***** Information given

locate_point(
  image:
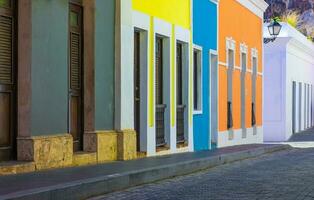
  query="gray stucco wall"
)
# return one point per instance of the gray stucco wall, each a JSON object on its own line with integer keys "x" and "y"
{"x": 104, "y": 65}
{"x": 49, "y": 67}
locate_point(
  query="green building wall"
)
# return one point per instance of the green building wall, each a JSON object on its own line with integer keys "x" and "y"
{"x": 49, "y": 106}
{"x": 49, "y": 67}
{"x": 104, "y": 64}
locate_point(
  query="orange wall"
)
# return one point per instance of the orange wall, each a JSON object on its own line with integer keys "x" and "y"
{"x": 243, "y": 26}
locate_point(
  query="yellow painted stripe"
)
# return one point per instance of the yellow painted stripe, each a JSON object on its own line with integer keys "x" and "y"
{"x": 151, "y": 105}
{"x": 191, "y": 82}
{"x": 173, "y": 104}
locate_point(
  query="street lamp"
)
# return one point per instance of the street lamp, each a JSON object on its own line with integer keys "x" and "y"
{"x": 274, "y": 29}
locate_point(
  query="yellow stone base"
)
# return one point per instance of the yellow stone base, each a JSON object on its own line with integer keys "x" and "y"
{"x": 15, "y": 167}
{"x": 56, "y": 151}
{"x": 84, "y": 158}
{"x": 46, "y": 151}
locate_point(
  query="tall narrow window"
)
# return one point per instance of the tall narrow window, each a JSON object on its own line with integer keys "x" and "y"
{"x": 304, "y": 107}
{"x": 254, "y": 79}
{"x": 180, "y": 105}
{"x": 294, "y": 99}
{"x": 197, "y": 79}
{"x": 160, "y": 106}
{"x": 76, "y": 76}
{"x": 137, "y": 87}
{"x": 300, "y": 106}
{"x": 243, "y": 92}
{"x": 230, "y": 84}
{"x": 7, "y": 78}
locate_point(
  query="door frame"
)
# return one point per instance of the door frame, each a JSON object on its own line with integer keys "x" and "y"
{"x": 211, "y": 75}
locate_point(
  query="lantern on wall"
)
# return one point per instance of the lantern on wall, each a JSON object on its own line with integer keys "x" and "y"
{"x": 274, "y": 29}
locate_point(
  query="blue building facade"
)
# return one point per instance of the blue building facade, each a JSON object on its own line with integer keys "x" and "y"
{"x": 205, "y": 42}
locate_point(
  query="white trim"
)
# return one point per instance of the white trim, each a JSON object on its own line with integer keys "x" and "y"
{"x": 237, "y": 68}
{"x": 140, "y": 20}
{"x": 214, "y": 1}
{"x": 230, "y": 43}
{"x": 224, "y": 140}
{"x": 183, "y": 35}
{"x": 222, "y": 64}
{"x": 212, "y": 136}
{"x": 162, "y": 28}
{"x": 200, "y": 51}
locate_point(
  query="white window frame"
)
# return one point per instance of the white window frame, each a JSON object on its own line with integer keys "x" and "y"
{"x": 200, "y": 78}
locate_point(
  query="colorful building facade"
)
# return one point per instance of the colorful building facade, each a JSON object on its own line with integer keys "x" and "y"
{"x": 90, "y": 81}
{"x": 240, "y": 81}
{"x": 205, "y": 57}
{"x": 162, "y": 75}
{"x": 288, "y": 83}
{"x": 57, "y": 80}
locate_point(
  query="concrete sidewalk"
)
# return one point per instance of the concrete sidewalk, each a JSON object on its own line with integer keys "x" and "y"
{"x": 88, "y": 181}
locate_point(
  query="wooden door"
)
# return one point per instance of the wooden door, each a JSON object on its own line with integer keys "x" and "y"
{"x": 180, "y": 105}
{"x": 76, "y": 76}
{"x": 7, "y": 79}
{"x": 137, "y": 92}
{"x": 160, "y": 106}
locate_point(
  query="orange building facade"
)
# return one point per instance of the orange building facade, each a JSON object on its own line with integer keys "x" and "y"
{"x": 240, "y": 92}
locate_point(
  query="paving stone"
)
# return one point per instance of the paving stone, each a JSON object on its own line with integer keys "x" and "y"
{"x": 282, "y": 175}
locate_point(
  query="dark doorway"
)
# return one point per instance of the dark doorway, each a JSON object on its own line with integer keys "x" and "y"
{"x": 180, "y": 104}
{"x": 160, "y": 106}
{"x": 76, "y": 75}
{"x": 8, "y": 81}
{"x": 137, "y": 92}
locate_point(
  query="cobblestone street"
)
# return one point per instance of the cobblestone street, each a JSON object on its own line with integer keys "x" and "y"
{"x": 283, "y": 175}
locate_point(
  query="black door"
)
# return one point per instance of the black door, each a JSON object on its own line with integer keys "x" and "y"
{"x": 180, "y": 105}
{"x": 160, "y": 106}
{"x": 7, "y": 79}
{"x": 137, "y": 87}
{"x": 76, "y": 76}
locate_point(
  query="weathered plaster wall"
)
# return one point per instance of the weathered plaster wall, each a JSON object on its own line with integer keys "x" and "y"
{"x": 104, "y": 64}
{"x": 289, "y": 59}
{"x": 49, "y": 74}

**********
***** Information given

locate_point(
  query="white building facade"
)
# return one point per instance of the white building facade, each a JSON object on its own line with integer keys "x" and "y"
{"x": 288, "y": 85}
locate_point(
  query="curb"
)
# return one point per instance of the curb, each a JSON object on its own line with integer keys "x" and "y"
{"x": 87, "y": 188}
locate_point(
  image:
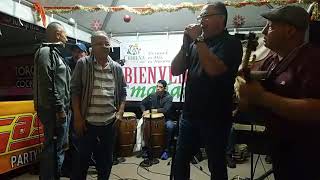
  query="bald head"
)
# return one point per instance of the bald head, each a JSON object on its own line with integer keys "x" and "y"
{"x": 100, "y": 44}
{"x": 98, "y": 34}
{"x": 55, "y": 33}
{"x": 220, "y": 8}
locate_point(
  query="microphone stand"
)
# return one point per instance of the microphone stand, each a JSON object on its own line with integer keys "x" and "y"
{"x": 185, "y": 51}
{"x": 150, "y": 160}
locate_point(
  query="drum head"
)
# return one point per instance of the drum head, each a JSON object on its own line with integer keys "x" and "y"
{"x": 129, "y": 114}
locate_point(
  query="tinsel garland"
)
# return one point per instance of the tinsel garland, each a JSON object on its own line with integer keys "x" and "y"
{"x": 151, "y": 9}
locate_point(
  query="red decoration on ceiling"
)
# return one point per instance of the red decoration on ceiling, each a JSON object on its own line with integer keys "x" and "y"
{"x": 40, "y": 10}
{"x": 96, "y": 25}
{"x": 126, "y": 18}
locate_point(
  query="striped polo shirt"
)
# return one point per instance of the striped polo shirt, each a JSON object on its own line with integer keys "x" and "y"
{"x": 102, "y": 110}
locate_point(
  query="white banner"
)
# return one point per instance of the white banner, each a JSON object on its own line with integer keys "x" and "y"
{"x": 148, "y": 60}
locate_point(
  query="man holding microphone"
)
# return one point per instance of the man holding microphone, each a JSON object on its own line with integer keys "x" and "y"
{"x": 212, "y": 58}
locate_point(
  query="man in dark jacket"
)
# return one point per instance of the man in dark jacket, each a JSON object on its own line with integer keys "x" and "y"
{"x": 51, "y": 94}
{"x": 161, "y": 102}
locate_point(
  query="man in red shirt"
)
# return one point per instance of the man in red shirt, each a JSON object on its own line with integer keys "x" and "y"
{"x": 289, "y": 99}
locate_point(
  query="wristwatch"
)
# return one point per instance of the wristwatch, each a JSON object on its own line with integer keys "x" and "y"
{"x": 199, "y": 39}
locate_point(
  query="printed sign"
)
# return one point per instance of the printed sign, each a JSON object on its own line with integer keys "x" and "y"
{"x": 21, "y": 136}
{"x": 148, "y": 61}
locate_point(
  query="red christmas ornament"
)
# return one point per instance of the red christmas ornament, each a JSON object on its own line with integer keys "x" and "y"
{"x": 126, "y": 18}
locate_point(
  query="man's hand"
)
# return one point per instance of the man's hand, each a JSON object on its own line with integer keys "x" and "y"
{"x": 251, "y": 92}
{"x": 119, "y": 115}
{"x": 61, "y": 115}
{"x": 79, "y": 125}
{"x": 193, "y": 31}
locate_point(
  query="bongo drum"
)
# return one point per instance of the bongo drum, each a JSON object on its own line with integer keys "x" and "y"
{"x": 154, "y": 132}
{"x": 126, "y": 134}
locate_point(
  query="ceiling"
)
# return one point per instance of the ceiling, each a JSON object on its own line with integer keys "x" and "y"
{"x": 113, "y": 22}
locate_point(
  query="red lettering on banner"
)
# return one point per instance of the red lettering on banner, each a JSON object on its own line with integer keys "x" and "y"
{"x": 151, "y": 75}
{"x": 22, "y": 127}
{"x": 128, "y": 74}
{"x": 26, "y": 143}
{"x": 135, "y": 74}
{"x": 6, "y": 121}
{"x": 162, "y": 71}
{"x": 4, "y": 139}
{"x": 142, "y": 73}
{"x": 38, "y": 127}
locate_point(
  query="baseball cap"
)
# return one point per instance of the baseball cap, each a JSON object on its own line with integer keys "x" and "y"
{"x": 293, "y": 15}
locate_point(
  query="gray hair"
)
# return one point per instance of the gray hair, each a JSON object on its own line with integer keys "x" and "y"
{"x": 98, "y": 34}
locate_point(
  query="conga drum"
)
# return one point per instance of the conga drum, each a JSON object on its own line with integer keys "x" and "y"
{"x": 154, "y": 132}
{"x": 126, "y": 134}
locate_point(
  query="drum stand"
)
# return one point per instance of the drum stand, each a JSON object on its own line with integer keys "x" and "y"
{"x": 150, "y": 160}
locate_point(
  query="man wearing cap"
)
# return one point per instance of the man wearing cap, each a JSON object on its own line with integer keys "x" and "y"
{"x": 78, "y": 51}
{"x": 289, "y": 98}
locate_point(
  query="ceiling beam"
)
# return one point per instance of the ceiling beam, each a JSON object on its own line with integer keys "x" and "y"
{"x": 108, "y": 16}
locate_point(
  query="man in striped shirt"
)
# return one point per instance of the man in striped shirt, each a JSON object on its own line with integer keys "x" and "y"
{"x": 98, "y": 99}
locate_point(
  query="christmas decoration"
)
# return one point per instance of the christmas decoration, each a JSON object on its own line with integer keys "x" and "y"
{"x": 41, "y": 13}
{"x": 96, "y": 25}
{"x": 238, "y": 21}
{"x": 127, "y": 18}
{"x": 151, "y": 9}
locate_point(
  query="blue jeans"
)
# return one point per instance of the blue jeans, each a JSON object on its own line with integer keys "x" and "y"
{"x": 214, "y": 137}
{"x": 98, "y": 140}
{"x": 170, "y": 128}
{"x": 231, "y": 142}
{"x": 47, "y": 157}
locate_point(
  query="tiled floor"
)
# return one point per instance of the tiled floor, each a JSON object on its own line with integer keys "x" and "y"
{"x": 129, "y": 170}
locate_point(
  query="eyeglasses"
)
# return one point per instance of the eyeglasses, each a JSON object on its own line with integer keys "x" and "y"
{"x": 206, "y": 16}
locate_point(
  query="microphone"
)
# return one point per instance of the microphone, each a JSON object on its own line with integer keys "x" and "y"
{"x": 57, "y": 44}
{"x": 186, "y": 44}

**********
***** Information given

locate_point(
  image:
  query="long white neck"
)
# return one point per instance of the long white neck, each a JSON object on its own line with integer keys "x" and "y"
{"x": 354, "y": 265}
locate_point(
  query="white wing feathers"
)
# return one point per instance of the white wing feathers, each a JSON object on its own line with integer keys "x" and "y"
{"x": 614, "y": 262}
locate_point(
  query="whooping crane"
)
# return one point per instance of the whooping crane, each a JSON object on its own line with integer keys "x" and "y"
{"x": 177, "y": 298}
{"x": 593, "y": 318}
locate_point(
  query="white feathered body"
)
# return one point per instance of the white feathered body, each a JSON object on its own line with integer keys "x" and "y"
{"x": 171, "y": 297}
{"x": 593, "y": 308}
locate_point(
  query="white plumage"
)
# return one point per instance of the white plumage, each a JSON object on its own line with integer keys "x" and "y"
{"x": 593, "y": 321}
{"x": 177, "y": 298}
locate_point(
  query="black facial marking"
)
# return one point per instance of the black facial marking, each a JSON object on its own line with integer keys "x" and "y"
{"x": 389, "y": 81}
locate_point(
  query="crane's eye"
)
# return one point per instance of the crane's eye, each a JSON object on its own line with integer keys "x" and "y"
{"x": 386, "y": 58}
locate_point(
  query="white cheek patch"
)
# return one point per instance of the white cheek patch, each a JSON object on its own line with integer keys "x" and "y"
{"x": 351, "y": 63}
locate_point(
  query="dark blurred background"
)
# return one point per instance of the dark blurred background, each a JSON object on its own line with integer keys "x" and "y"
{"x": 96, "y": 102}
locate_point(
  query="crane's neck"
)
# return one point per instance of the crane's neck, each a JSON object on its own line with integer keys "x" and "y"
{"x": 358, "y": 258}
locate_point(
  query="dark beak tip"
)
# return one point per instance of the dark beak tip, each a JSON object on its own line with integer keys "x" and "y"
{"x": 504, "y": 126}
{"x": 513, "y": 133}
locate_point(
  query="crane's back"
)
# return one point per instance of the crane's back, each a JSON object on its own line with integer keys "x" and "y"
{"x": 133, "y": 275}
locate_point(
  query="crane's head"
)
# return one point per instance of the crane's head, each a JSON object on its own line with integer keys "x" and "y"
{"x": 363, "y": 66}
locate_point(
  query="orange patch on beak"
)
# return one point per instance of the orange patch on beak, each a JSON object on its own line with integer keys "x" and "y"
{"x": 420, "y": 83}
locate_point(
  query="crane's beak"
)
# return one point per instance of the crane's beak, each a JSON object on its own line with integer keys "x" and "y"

**********

Exercise prompt:
Show every line of the records above that contains the word "cobblestone", reproducing each such line in full.

Task response:
  query="cobblestone street"
# return one point per instance of the cobblestone street, each a JSON object on its own line with integer keys "x" and "y"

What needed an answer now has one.